Dataset excerpts:
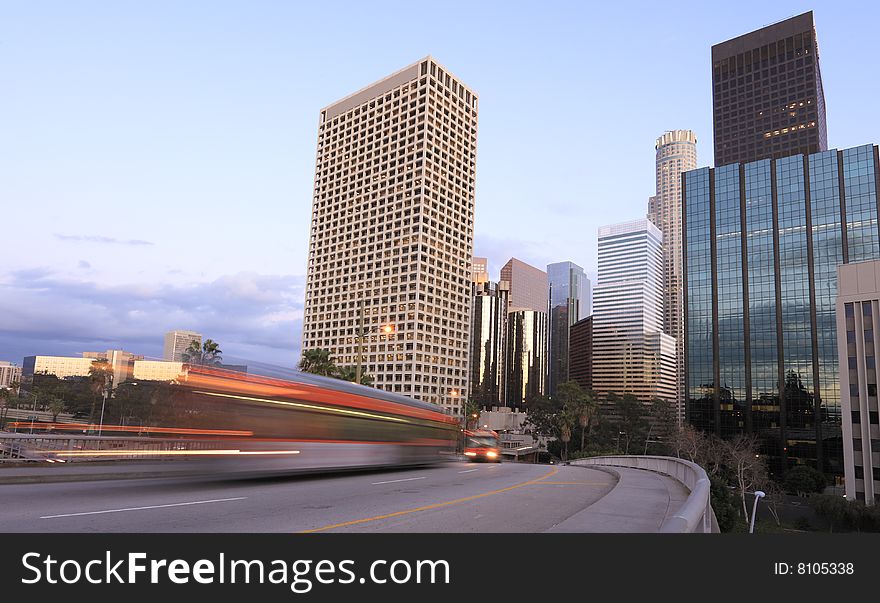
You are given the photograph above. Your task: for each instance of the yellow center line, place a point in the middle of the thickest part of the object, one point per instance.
(429, 507)
(571, 484)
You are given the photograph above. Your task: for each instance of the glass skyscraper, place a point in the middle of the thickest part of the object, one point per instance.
(762, 244)
(526, 356)
(488, 334)
(631, 353)
(569, 303)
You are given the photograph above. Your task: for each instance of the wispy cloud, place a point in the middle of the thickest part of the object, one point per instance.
(254, 316)
(101, 239)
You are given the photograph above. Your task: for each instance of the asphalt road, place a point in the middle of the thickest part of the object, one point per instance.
(453, 497)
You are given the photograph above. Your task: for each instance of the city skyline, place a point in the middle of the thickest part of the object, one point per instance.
(129, 271)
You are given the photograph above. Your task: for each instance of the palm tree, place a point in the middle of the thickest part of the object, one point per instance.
(208, 354)
(579, 404)
(348, 373)
(100, 381)
(318, 362)
(565, 421)
(56, 407)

Assigned task:
Please return the full listing exactly as given, with the images left out.

Output below:
You are given the photograph above. Your task: for each instance of the yellow center line, place a point in the middle of the thickest part of the object, one point per instance.
(429, 507)
(571, 484)
You are given the photograph above. Your task: for each instance of the glass skyscraper, place a point in the middle of the thickest part of the object, one point per instance.
(762, 244)
(526, 356)
(488, 334)
(631, 353)
(569, 303)
You are given the photograph above. Your task: for each instance of the wispy cloud, place a point in the middle of the thickest part of the object, one point per instance.
(254, 316)
(101, 239)
You are given the photograph above. Your task: for each instance of the asphalt road, place a point in the middle of the thickest part of the object, one point per instance.
(453, 497)
You are given the photograph above. Your task: for each instance of the city skyline, place a point in the middle of the thickest part of the object, one point per instance.
(129, 271)
You are given the photograph above. Your task: for each instance of the palm tree, place a point in the middle of the thickest part of the object, one point per instance.
(208, 354)
(579, 404)
(348, 373)
(100, 381)
(318, 362)
(565, 421)
(56, 407)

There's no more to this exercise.